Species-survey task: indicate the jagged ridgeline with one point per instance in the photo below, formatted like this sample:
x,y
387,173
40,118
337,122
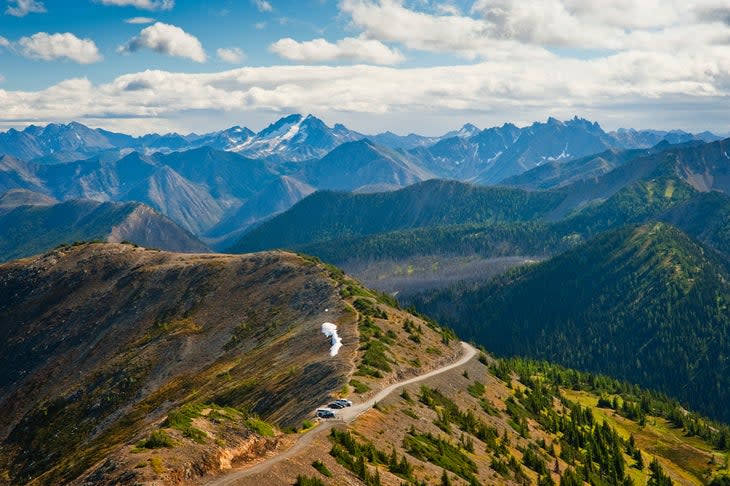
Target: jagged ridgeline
x,y
645,303
119,363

--*--

Prompt => Return the listing above verbatim and exclude every picture.

Task response =>
Species-survey task: indicate the jagged ridgeline with one point per instance in the photo below, formatted like this sample:
x,y
387,173
40,118
337,122
Target: jagged ridgeline
x,y
645,303
119,363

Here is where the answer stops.